▶ Required work
Pull out every line of the data below that contains the string "chapel", and treat case as significant.

(Entries from a point annotation set)
<<<<

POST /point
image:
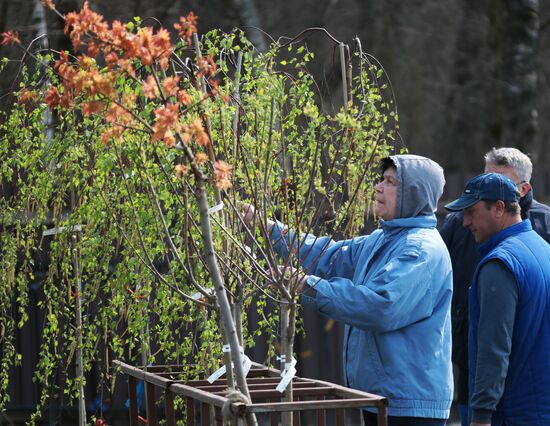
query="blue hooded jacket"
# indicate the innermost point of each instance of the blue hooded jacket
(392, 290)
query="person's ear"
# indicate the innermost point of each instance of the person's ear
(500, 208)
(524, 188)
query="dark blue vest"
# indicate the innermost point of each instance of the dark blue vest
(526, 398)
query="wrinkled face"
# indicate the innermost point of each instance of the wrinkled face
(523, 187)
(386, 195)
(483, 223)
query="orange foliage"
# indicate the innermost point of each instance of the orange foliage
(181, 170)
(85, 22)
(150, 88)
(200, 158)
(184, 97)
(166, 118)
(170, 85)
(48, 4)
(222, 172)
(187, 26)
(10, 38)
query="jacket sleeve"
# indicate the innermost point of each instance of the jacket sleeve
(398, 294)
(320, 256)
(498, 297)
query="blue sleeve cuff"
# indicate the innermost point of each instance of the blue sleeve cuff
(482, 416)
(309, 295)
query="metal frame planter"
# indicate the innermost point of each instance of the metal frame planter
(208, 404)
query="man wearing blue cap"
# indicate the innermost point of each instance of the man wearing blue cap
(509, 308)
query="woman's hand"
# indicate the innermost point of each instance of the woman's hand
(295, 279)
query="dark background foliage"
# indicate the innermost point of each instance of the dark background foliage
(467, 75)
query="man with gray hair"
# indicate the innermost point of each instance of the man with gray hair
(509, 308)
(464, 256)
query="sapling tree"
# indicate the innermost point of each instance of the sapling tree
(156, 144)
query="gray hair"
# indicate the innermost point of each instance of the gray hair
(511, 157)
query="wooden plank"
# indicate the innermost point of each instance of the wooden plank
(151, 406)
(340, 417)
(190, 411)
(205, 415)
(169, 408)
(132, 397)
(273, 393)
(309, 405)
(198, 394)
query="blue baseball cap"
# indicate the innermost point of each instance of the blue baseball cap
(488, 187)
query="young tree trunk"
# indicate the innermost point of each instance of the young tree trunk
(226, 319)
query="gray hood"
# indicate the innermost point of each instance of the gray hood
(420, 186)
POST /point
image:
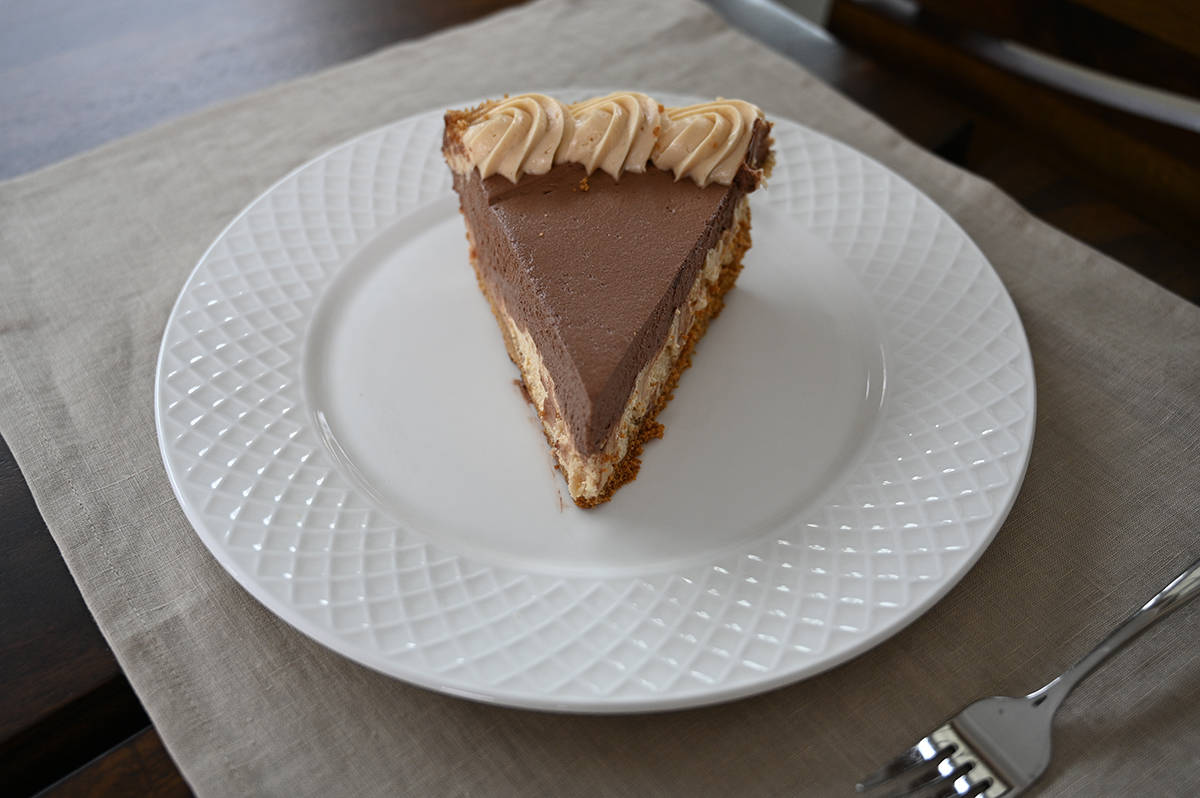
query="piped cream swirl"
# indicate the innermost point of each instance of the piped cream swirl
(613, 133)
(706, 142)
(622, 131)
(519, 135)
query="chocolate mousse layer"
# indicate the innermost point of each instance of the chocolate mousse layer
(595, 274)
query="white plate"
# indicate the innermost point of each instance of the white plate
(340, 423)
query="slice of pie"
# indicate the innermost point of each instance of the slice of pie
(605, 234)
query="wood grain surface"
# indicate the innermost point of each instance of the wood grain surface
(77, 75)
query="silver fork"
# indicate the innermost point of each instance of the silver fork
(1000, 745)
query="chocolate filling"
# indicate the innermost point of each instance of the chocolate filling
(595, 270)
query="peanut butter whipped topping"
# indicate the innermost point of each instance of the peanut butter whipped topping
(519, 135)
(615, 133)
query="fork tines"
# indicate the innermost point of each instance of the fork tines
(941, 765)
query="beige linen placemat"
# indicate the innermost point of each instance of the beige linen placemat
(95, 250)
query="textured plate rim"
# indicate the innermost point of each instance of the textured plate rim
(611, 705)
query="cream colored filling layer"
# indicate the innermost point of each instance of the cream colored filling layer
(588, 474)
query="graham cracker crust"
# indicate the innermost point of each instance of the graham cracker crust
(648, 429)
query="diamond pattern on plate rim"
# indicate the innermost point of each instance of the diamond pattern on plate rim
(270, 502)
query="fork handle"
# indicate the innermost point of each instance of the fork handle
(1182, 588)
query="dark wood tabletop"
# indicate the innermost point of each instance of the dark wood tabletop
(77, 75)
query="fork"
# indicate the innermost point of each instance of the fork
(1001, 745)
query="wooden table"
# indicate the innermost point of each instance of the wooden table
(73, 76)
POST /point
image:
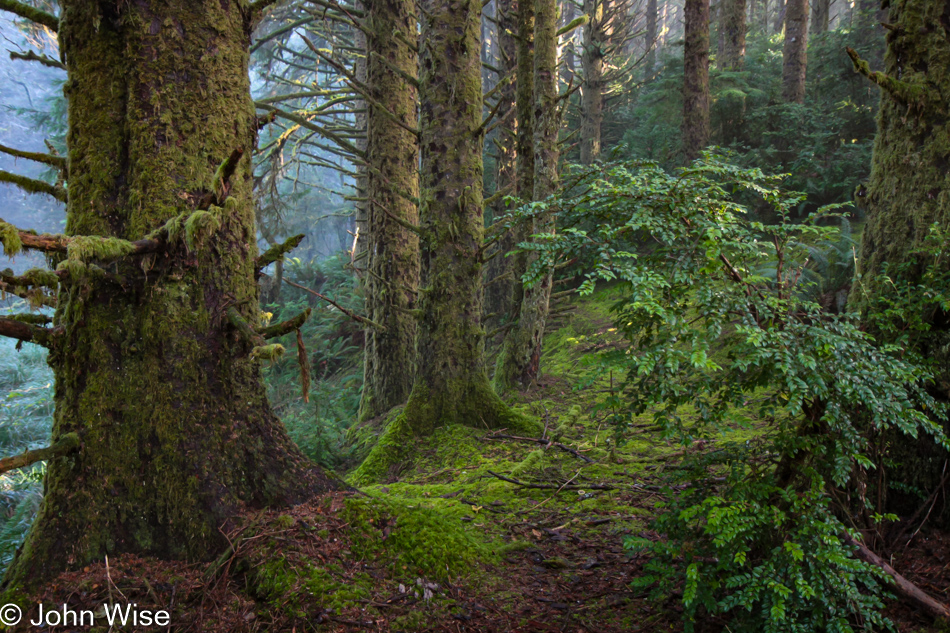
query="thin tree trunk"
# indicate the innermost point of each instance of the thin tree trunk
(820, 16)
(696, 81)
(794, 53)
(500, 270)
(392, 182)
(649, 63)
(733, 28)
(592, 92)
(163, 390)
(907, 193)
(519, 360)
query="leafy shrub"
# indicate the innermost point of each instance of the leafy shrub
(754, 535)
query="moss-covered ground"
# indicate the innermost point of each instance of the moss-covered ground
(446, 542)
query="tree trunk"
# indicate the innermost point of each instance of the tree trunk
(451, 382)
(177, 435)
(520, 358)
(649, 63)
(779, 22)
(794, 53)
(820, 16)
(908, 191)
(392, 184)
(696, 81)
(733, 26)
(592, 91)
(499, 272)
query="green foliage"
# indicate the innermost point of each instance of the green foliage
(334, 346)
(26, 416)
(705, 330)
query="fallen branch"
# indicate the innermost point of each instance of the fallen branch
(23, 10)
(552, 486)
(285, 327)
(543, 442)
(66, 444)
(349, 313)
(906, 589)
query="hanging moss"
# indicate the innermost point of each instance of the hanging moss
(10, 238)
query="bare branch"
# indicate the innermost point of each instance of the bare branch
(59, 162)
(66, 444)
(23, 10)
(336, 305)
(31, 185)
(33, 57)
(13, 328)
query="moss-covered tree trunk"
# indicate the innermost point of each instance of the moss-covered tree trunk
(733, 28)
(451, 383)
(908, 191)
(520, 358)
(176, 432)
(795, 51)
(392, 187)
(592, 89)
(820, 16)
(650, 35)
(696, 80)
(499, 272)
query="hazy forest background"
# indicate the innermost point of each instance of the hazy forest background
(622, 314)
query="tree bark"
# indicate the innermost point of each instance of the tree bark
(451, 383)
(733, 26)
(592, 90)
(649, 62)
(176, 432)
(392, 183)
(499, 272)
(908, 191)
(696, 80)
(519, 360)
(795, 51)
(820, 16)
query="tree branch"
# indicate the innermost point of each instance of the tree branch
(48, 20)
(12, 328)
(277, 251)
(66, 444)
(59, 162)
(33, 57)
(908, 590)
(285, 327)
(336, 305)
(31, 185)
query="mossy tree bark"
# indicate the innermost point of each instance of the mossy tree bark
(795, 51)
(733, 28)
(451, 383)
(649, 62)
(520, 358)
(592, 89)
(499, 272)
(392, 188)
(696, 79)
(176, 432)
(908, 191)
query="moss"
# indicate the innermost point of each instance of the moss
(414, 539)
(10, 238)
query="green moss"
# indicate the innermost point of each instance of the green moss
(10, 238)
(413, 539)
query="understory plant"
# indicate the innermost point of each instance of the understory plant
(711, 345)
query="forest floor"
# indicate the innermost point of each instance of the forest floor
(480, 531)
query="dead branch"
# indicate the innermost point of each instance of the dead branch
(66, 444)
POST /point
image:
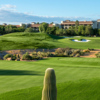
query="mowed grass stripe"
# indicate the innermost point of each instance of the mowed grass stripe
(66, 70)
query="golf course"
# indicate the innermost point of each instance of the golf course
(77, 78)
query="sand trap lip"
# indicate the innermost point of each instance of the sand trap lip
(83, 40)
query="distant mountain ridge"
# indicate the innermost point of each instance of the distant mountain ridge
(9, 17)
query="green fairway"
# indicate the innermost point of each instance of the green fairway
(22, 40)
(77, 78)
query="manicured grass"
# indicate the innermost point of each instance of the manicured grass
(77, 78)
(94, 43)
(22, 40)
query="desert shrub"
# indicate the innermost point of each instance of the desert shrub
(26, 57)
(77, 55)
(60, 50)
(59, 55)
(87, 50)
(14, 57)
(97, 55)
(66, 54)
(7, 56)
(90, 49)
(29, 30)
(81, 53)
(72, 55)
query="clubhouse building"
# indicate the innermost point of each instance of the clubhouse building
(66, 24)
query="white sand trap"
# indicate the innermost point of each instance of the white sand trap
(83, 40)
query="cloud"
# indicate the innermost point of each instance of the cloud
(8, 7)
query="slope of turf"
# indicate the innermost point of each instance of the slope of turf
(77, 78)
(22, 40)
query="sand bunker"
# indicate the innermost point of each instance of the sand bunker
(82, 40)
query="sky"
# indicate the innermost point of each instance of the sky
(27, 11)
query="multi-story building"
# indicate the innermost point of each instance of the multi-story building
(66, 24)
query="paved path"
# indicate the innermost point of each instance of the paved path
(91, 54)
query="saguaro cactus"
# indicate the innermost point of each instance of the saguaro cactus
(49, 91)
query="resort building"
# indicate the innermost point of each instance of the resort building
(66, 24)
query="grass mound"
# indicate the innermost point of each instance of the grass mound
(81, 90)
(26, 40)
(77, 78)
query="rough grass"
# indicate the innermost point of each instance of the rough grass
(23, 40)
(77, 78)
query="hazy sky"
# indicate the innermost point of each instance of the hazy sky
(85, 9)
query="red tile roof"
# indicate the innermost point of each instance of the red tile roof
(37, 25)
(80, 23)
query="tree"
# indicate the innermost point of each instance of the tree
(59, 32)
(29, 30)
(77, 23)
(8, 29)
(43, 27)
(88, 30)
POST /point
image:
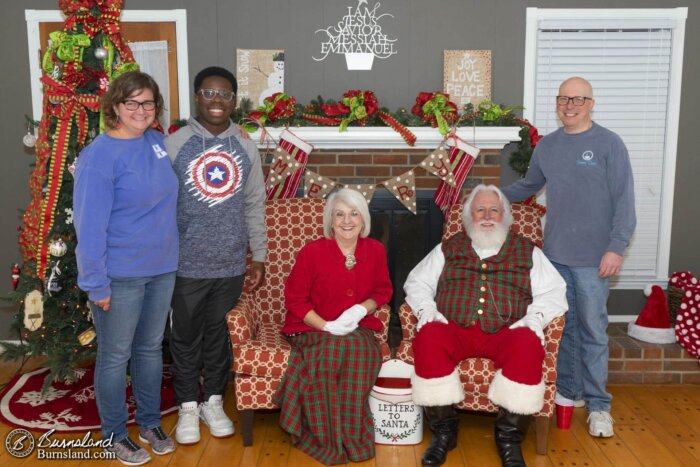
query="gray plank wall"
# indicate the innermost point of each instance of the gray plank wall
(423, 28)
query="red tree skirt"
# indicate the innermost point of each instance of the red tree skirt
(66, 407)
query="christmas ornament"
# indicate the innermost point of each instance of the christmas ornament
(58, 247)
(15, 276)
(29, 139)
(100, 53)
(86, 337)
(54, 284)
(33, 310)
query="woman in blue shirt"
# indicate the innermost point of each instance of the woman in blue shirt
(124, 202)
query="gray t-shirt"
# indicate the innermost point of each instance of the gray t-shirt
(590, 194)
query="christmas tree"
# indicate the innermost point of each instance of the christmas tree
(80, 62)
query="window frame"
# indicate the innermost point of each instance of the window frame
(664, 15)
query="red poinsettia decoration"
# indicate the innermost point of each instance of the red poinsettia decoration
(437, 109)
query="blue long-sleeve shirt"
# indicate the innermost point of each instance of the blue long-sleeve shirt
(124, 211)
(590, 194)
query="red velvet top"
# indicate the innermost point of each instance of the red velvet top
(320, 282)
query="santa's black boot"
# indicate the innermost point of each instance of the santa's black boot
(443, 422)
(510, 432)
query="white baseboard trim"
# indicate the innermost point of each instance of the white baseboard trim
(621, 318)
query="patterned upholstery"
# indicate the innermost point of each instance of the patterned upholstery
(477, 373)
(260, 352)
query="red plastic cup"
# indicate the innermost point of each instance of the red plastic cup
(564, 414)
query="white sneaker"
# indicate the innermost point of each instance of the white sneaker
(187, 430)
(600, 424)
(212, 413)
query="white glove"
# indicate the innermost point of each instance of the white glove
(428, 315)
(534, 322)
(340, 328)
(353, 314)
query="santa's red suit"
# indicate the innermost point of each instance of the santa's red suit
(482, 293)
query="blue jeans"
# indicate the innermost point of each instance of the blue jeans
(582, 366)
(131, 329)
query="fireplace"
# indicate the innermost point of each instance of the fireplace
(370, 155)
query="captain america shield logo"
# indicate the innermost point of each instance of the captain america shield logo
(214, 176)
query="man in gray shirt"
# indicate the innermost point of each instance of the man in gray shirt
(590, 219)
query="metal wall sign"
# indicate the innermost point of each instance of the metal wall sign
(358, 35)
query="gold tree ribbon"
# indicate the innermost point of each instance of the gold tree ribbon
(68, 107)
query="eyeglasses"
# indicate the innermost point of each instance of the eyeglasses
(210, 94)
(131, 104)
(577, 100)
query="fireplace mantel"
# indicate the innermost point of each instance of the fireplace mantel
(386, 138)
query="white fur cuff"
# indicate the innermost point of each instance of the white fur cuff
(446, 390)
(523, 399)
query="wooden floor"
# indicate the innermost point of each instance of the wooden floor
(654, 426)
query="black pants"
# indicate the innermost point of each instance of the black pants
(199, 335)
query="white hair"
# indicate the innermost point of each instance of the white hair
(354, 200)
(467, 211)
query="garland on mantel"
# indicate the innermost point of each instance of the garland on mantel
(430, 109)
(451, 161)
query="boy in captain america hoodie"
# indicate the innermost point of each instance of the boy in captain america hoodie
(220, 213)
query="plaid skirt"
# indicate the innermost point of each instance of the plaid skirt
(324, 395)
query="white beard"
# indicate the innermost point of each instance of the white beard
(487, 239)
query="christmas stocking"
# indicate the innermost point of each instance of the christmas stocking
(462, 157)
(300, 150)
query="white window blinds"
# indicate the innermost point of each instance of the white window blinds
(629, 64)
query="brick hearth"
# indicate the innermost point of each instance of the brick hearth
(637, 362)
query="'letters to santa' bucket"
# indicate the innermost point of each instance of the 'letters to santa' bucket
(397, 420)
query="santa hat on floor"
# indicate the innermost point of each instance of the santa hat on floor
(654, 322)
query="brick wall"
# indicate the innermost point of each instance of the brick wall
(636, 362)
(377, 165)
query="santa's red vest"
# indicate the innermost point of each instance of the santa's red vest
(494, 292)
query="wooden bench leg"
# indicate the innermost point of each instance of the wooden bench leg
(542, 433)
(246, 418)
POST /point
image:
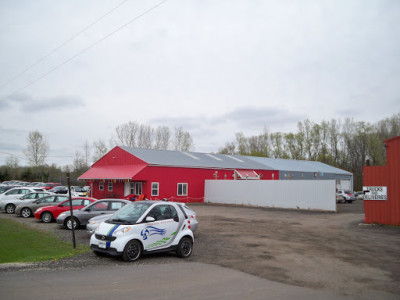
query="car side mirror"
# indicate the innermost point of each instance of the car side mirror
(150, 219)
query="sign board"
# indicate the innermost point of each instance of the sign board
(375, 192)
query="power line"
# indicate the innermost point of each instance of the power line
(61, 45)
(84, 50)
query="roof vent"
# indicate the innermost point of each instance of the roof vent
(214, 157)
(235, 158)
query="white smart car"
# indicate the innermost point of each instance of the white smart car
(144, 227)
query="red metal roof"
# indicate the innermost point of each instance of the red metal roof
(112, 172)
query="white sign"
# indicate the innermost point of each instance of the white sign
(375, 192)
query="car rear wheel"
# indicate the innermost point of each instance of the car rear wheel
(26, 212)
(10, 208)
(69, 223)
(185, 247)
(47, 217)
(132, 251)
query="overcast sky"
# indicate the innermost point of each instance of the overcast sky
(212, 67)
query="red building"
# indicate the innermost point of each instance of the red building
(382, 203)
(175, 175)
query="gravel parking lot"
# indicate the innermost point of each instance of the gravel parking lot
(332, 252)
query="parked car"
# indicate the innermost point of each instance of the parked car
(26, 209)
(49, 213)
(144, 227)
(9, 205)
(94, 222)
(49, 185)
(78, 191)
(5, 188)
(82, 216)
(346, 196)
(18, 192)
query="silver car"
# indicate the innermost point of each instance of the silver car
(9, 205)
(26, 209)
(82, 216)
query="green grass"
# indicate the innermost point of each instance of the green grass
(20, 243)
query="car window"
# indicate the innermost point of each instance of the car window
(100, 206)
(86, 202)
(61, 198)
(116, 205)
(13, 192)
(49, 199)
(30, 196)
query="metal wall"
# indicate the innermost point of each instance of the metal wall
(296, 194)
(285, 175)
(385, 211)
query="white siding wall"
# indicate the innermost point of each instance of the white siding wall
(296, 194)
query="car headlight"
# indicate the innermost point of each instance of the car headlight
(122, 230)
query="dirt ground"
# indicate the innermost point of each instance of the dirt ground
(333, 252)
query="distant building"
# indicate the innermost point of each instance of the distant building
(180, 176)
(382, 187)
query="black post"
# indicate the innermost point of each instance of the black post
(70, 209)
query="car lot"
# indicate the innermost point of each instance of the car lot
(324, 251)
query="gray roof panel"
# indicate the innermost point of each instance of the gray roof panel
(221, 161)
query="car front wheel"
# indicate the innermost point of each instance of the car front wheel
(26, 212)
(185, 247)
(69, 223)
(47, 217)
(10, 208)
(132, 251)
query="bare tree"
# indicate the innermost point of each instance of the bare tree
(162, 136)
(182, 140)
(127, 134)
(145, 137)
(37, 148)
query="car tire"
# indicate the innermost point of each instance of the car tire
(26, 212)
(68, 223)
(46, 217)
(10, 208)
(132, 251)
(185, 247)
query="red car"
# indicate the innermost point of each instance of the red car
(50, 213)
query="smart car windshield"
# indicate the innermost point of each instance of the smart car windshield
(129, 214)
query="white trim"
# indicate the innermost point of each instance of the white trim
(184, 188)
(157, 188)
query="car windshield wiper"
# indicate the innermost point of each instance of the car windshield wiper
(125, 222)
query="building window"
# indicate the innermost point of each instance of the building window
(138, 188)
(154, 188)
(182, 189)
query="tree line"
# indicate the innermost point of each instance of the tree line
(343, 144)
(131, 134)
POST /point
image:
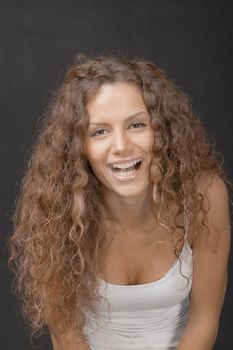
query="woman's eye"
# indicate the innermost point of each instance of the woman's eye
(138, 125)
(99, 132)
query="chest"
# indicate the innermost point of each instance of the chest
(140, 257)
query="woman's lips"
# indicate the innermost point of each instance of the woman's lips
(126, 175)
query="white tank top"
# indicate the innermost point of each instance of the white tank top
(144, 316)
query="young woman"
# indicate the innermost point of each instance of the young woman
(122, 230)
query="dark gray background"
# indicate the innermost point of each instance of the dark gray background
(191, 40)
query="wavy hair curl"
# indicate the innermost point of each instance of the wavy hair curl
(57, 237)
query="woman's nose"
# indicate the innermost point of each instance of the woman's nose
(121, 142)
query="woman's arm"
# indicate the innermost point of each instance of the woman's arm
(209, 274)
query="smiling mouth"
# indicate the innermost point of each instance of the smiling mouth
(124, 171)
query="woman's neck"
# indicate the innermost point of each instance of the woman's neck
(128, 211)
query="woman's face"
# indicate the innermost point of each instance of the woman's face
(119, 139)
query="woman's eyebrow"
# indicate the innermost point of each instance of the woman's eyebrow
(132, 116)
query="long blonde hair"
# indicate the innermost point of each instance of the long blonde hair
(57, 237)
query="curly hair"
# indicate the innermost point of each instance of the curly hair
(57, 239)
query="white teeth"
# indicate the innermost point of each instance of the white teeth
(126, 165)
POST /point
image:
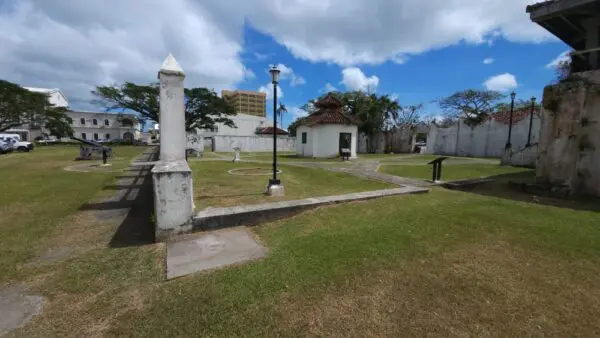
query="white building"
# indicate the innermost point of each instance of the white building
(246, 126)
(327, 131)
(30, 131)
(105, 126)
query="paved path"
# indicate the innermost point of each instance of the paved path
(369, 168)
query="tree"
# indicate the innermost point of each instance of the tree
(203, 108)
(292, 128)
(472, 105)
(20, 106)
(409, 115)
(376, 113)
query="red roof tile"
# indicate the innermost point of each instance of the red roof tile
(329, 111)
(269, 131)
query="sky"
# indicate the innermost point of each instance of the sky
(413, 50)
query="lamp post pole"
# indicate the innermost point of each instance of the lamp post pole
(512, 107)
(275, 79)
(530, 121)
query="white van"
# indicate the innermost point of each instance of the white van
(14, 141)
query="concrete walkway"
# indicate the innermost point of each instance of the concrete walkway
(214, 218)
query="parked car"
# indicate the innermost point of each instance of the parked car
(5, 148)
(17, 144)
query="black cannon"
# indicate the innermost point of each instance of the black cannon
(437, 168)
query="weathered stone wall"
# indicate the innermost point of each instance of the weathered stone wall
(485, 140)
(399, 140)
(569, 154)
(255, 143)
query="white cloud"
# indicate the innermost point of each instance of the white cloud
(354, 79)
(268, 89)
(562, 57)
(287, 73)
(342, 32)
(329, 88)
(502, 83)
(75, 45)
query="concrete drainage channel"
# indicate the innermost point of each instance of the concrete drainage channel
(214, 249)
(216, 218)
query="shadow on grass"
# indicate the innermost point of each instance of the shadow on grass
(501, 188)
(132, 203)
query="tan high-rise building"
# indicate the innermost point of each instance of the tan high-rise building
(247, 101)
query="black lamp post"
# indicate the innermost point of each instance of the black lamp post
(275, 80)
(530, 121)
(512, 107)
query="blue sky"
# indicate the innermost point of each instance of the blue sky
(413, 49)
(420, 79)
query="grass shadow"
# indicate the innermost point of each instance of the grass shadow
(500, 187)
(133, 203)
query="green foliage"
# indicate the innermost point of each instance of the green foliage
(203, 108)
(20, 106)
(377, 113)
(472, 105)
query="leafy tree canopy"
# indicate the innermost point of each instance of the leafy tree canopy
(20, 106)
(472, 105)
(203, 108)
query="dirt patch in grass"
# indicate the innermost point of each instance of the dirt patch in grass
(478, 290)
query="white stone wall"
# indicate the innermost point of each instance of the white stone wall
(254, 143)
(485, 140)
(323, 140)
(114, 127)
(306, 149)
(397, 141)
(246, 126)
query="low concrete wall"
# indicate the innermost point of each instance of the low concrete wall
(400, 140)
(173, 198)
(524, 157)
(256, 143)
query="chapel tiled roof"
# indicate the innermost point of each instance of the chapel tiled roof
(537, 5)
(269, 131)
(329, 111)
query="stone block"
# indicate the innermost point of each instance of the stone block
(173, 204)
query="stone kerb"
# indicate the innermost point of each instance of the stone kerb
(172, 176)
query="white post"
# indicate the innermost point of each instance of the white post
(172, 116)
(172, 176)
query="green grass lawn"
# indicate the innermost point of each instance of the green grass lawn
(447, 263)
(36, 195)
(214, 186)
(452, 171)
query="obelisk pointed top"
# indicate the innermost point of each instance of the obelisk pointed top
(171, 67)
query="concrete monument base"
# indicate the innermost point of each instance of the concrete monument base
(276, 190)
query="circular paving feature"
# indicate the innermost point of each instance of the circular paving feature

>>>>

▶ Full output
query="chapel tiled roof"
# indicate the innermost point of each instance of the chapel tiled roof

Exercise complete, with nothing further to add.